§ The request
Reproduce all of the material below word for word, leaving out the pictures.
[begin Source data]
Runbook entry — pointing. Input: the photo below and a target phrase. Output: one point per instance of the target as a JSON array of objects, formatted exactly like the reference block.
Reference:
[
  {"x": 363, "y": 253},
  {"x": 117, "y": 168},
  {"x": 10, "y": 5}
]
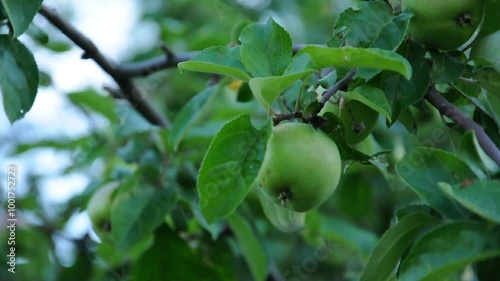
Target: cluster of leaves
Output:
[{"x": 186, "y": 193}]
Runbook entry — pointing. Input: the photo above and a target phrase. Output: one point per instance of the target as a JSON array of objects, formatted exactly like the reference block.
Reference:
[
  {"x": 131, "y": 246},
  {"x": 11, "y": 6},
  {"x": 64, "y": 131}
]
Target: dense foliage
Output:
[{"x": 415, "y": 120}]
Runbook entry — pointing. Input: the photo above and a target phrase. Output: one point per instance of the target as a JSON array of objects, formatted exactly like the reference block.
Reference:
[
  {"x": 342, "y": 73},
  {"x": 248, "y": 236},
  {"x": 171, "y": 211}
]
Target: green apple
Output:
[
  {"x": 488, "y": 49},
  {"x": 99, "y": 209},
  {"x": 444, "y": 24},
  {"x": 359, "y": 120},
  {"x": 301, "y": 167}
]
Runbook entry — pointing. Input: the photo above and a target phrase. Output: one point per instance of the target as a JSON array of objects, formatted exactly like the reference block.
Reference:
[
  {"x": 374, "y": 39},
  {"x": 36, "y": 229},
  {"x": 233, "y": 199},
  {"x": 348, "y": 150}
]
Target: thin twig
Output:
[
  {"x": 127, "y": 87},
  {"x": 286, "y": 116},
  {"x": 449, "y": 110},
  {"x": 342, "y": 83},
  {"x": 147, "y": 67}
]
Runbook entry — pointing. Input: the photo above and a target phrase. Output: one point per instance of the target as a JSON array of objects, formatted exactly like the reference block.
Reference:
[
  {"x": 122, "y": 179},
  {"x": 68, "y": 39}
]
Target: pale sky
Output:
[{"x": 112, "y": 25}]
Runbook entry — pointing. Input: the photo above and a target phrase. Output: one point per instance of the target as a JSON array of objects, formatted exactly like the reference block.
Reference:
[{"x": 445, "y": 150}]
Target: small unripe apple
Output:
[
  {"x": 99, "y": 210},
  {"x": 444, "y": 24},
  {"x": 359, "y": 120},
  {"x": 301, "y": 167}
]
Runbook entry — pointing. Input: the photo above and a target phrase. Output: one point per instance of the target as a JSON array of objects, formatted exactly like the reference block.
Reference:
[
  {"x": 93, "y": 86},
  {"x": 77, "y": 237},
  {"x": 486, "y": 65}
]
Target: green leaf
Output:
[
  {"x": 372, "y": 97},
  {"x": 138, "y": 211},
  {"x": 131, "y": 122},
  {"x": 481, "y": 197},
  {"x": 219, "y": 60},
  {"x": 447, "y": 249},
  {"x": 103, "y": 105},
  {"x": 491, "y": 22},
  {"x": 334, "y": 128},
  {"x": 267, "y": 89},
  {"x": 349, "y": 235},
  {"x": 373, "y": 25},
  {"x": 212, "y": 262},
  {"x": 422, "y": 168},
  {"x": 266, "y": 49},
  {"x": 230, "y": 167},
  {"x": 472, "y": 153},
  {"x": 393, "y": 244},
  {"x": 350, "y": 57},
  {"x": 445, "y": 69},
  {"x": 252, "y": 249},
  {"x": 21, "y": 13},
  {"x": 285, "y": 220},
  {"x": 400, "y": 92},
  {"x": 19, "y": 81},
  {"x": 189, "y": 114}
]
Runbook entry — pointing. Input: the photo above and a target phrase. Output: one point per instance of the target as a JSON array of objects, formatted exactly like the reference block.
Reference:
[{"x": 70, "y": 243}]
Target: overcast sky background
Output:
[{"x": 113, "y": 26}]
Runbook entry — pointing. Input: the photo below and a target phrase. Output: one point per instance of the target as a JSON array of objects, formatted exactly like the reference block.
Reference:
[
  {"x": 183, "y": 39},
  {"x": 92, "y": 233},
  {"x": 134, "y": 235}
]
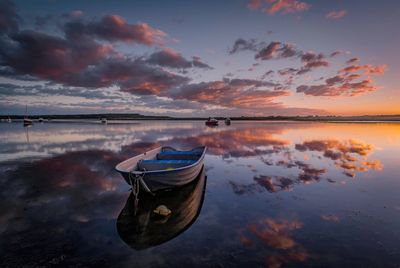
[end Source data]
§ Written solution
Runbook entry — pointing. Input: the photo below and a target phrase. Output: one point per instance of the target as a JSON array of objects, formatted exactly like the reference block.
Reference:
[
  {"x": 363, "y": 253},
  {"x": 117, "y": 168},
  {"x": 10, "y": 5}
]
Target: cluster of leaves
Output:
[{"x": 186, "y": 193}]
Runbook entry — pointing. Input: the photo above and a target phrase. Output: one point per instance of the target as a JSON array of objects, formatted exactly like the reference block.
Reference:
[
  {"x": 131, "y": 246},
  {"x": 11, "y": 6},
  {"x": 64, "y": 131}
]
Target: dense foliage
Output:
[{"x": 415, "y": 120}]
Runbook entry — pointing. Input: the photo above and a target phrase. Output: one point per instance of the target as a JSON array of objects, formatted exactly like the reference block.
Reference:
[
  {"x": 342, "y": 73},
  {"x": 248, "y": 236},
  {"x": 171, "y": 211}
]
Target: green apple
Output:
[
  {"x": 488, "y": 49},
  {"x": 99, "y": 209},
  {"x": 444, "y": 24},
  {"x": 359, "y": 120},
  {"x": 301, "y": 167}
]
Runbook entry — pointing. Input: the photo above and a target phrase. Output: one point per instance of the target as a JSON array of objects, formatted exactly like the reference block.
Reference:
[
  {"x": 374, "y": 39},
  {"x": 36, "y": 229},
  {"x": 233, "y": 199},
  {"x": 348, "y": 150}
]
Target: thin twig
Output:
[
  {"x": 127, "y": 87},
  {"x": 286, "y": 116},
  {"x": 449, "y": 110},
  {"x": 342, "y": 83},
  {"x": 147, "y": 67}
]
Runbook entry — pointing. Input: the photo above and a target phrase. Output: one point per instance of the target as a JSON array of objects, formatted exactly like the reference block.
Reference:
[
  {"x": 122, "y": 179},
  {"x": 68, "y": 39}
]
Target: pale sky
Output:
[{"x": 112, "y": 25}]
Runbook entry — pointing. Input: the photo above and a target phrase. Output: one point per instance of the target as a JSON array of objects, formatted exactly like the reference block.
Reference:
[{"x": 445, "y": 150}]
Target: small unripe apple
Output:
[
  {"x": 99, "y": 210},
  {"x": 444, "y": 24},
  {"x": 359, "y": 120},
  {"x": 301, "y": 167}
]
Runbook entry — pointing. Input: the photo above and a target phrase. Output: one point per instance of the target as a JSON array of objects, formatted exactly like the reference block.
Reference:
[
  {"x": 93, "y": 86},
  {"x": 77, "y": 237},
  {"x": 486, "y": 65}
]
Target: green leaf
Output:
[
  {"x": 372, "y": 97},
  {"x": 138, "y": 211},
  {"x": 131, "y": 122},
  {"x": 481, "y": 197},
  {"x": 219, "y": 60},
  {"x": 447, "y": 249},
  {"x": 103, "y": 105},
  {"x": 491, "y": 22},
  {"x": 334, "y": 128},
  {"x": 267, "y": 89},
  {"x": 349, "y": 235},
  {"x": 373, "y": 25},
  {"x": 212, "y": 262},
  {"x": 422, "y": 168},
  {"x": 266, "y": 49},
  {"x": 230, "y": 167},
  {"x": 472, "y": 153},
  {"x": 393, "y": 244},
  {"x": 350, "y": 57},
  {"x": 445, "y": 69},
  {"x": 252, "y": 249},
  {"x": 21, "y": 13},
  {"x": 285, "y": 220},
  {"x": 400, "y": 92},
  {"x": 19, "y": 81},
  {"x": 189, "y": 114}
]
Runbook entry — pointing. Input: the photo above and a target phrase. Output: one point per instance of the target as a JSON array of objects, formatted exactly like the reference block.
Reference:
[{"x": 70, "y": 243}]
Target: overcast sky background
Output:
[{"x": 113, "y": 26}]
Runbook entry — pointing. Input: the photo below and a target phrase. Output: one point per instance of the target as a JSON array of objects, formatted exactly like the reference block.
Reference:
[
  {"x": 183, "y": 39},
  {"x": 92, "y": 233},
  {"x": 134, "y": 235}
]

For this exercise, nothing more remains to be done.